■ KUTIPAN TEKS
== == ==
Kerja Sama Pemerintah dan Badan Usaha untuk Infrastruktur Transportasi: Tantangan bagi Pertumbuhan Ekonomi dan Penyediaan Layanan bagi Masyarakat

Sektor konstruksi menyumbang sekitar 9,9% terhadap Produk Domestik Bruto (PDB) nasional pada tahun 2023, menjadikannya sektor terbesar kelima dalam kontribusi ekonomi Indonesia (BPS, 2024). Namun, di balik kontribusi tersebut, kebutuhan investasi di sektor infrastruktur sangat besar dan tidak sepenuhnya dapat dipenuhi oleh anggaran negara. Di sinilah peran Kerja Sama Pemerintah dan Badan Usaha (KPBU) menjadi krusial dalam menjembatani kesenjangan pendanaan tersebut. Demikian disampaikan oleh Ir. Ikaputra, M.Eng., Ph.D, Kepala Pusat Studi Transportasi dan Logistik Universitas Gadjah Mada (Pustral UGM) pada webinar Kerja Sama Pemerintah dan Badan Usaha untuk Infrastruktur Transportasi: Tantangan bagi Pertumbuhan Ekonomi dan Penyediaan Layanan bagi Masyarakat. Webinar diselenggarakan Rabu, 23 April 2025 pukul 08.45 – 11.30 WIB sebagai kerjasama PT Hutama Karya (Persero) dengan Pustral UGM.
== == ==
Terjemahkan kalimat berikut dari teks tentang KPBU untuk infrastruktur transportasi ke dalam bahasa Inggris: "Namun, di balik kontribusi tersebut, kebutuhan investasi di sektor infrastruktur sangat besar dan tidak sepenuhnya dapat dipenuhi oleh anggaran negara."

■ INFORMASI YANG DIBERIKAN
== == ==
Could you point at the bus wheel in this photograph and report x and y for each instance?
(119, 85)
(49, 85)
== == ==
■ JAWABAN AKHIR
However, behind that contribution, investment needs in the infrastructure sector are very large and cannot be fully met by the state budget.